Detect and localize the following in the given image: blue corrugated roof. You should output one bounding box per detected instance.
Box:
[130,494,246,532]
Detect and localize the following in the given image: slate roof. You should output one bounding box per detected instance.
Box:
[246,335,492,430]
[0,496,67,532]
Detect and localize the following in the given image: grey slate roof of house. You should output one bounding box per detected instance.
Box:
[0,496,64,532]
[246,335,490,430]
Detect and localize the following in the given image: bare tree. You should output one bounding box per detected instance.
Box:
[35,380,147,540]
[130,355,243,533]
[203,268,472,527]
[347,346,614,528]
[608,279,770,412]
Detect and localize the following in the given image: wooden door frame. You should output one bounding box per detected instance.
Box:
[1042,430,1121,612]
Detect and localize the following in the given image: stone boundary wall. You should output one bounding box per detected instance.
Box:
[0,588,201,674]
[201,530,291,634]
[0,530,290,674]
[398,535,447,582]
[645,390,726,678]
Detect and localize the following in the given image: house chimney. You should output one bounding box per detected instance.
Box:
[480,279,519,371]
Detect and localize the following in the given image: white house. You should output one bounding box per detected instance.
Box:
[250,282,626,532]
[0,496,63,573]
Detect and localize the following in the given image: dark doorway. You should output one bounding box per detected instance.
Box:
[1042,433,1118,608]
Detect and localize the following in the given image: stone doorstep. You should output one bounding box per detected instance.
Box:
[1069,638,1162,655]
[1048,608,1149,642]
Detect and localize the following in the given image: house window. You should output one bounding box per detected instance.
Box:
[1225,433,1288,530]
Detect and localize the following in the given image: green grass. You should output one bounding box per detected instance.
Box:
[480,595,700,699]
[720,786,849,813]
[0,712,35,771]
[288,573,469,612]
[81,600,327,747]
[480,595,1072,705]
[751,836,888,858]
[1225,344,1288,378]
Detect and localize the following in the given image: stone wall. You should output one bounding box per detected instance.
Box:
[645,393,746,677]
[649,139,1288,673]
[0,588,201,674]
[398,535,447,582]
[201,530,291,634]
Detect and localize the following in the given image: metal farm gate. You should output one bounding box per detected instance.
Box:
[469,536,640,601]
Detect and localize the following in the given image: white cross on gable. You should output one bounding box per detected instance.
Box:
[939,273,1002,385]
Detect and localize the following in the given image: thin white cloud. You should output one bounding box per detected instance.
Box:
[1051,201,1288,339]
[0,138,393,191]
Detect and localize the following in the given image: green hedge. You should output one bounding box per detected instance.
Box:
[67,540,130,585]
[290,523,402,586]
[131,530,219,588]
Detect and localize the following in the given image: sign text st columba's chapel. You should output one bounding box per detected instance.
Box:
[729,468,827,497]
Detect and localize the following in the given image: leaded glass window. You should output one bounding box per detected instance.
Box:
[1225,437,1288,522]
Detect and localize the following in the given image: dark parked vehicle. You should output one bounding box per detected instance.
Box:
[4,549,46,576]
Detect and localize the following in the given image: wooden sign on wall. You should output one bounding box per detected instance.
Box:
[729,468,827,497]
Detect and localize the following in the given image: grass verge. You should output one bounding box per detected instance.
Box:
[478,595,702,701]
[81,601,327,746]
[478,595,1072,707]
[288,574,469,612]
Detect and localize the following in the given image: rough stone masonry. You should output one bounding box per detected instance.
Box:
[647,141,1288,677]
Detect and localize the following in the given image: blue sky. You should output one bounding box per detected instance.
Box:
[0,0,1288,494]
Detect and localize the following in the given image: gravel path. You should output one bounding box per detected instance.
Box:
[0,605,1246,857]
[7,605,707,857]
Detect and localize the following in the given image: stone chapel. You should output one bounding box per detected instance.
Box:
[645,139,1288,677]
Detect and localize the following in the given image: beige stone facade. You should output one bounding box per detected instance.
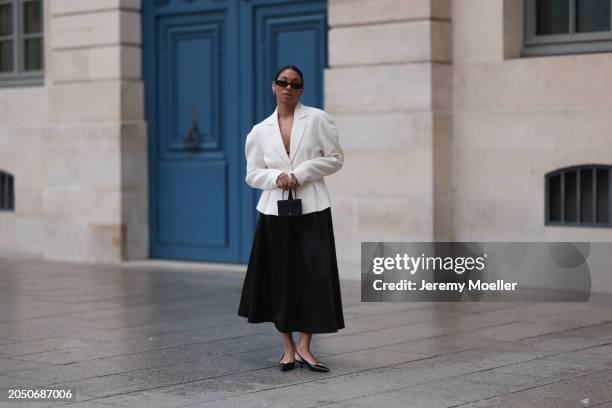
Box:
[0,0,612,291]
[0,0,148,263]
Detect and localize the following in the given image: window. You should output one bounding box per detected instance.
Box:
[0,170,15,211]
[0,0,44,86]
[523,0,612,56]
[545,165,612,227]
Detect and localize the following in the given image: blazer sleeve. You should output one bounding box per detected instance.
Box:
[293,111,344,185]
[244,129,284,190]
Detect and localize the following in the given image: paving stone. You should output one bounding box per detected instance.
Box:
[460,370,612,408]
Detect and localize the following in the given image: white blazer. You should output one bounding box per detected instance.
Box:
[245,102,344,215]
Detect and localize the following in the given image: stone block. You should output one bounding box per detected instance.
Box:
[328,110,433,151]
[325,63,433,112]
[50,9,141,50]
[328,0,451,27]
[51,45,141,83]
[49,0,140,16]
[329,21,452,67]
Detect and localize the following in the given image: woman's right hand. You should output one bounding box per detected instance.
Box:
[276,173,291,189]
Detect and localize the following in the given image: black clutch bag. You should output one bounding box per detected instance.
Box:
[276,189,302,217]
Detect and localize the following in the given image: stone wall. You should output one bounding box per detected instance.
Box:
[325,0,452,278]
[0,0,148,263]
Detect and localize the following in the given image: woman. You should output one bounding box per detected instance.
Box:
[238,65,344,372]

..........

◆ Goal: Please state how many lines in the listing above contain the string "blazer", treating case as significant. Reply with the number only.

◆ Response to this task: 2